Let’s take a moment to examine this chart and think through what it means. This takes the past several years of data and looks at the year-over-year change for every week compared to what happened to the price of natural gas over the next year. In other words, it shows what happened in the future compared to what happened in the past at each data point.

What this chart shows is that there is a clear (while not perfect) trend in which if you have seen a large build in stocks over the past year, you are likely to see a large upward gain in the price of natural gas over the next year. In other words this model essentially suggests that you should trade against extremes in the data. Said another way, when things look very bad as seen by surging inventories, we should start looking to buy natural gas. This is the classic contrarian mindset – and it shows profit in the data.

Okay, but where are today in this overall picture. Good question. Over the last few weeks, we have seen this year-over-year change in natural gas inventories reach as high as 898 BCF. In other words, the current year-over-year increase in natural gas inventories is hovering around 800-900 BCF.

If you look at the chart above, you can see that using about the last decade of data, we have never seen a time period in which gas inventories rose by this amount that wasn’t followed by a strong increase in the price of natural gas. Seen another way, here is the average 1-year change following an increase in natural gas inventories bucketed by size.

As you can see, the average 1-year return for natural gas prices following a build of comparable size to what we have recently seen is 52%. In other words, historically speaking, when we have seen inventories build at the pace we are currently seeing, on average natural gas rallied by 52% over the next year.

---------------

PROBLEM A.
Revise the natural gas chart passage from "What this chart" to "around 800-900 BCF.", replacing "inventories" with "storage levels".
PROBLEM B.
According to the natural gas chart passage, how high has the year-over-year change in natural gas inventories reached over the last few weeks?
PROBLEM C.
Using the natural gas chart passage, explain why it suggests buying natural gas when inventories are surging.
The records that come next are not needed.

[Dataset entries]
---------------

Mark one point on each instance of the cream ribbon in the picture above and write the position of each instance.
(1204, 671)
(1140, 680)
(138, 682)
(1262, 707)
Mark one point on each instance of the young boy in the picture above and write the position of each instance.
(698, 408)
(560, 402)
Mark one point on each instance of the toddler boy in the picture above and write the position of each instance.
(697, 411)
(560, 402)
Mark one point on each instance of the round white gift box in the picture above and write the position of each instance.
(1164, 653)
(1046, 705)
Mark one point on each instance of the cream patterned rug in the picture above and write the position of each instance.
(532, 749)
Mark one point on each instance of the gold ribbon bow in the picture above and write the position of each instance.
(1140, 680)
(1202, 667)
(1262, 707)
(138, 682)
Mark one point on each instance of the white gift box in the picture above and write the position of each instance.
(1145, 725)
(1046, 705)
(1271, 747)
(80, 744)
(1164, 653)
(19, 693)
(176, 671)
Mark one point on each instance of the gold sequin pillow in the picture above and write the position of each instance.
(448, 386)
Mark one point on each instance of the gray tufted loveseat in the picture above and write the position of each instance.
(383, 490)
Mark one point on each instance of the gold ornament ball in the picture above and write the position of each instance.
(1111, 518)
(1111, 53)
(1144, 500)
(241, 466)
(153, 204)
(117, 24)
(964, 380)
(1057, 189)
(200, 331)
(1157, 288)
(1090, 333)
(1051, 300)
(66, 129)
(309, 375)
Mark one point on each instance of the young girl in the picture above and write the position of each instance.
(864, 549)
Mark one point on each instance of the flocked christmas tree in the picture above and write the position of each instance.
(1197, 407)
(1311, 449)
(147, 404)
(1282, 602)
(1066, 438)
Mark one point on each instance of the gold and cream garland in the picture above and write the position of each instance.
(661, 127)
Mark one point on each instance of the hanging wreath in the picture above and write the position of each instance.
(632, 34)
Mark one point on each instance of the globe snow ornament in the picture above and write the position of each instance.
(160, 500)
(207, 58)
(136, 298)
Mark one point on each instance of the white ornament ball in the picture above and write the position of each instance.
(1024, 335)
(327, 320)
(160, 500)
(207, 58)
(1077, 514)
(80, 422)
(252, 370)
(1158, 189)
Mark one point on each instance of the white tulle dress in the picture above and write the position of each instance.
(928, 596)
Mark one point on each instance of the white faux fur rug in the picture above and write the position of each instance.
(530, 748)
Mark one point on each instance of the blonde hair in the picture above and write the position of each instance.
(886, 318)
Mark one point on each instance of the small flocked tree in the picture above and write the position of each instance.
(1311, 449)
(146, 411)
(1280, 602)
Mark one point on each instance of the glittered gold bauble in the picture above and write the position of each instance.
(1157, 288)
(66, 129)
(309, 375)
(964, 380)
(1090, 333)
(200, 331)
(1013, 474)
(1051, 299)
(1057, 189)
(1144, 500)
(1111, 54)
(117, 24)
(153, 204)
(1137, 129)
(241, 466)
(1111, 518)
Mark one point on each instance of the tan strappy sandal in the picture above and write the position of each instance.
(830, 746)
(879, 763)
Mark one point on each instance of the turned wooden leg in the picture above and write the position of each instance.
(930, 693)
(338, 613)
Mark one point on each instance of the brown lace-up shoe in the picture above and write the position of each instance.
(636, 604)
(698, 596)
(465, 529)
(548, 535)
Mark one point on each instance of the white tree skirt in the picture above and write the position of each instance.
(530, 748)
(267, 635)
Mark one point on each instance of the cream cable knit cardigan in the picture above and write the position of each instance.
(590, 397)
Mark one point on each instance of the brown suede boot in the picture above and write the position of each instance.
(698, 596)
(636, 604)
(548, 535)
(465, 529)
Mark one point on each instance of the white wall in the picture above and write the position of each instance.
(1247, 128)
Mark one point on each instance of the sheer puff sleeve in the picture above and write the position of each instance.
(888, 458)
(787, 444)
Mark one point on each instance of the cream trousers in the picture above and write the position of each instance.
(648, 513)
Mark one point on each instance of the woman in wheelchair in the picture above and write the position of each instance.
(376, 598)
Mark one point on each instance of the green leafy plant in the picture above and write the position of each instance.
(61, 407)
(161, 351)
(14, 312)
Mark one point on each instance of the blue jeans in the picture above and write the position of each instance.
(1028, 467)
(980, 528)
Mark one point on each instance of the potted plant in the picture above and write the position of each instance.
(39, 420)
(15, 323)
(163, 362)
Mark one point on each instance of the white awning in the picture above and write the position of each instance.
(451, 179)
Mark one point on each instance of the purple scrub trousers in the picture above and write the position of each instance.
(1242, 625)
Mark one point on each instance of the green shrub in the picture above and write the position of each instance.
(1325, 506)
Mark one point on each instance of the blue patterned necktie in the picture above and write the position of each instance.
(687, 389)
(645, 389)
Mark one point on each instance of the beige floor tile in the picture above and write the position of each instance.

---------------

EXERCISE RESPONSE A.
What this chart shows is that there is a clear (while not perfect) trend in which if you have seen a large build in stocks over the past year, you are likely to see a large upward gain in the price of natural gas over the next year. In other words this model essentially suggests that you should trade against extremes in the data. Said another way, when things look very bad as seen by surging storage levels, we should start looking to buy natural gas. This is the classic contrarian mindset – and it shows profit in the data.

Okay, but where are today in this overall picture. Good question. Over the last few weeks, we have seen this year-over-year change in natural gas storage levels reach as high as 898 BCF. In other words, the current year-over-year increase in natural gas storage levels is hovering around 800-900 BCF.

EXERCISE RESPONSE B.
As high as 898 BCF.

EXERCISE RESPONSE C.
The chart shows a clear trend: a large build in stocks over the past year is likely to be followed by a large upward gain in the natural gas price over the next year. Historically, after builds comparable to the recent one, natural gas rallied by an average of 52% over the next year.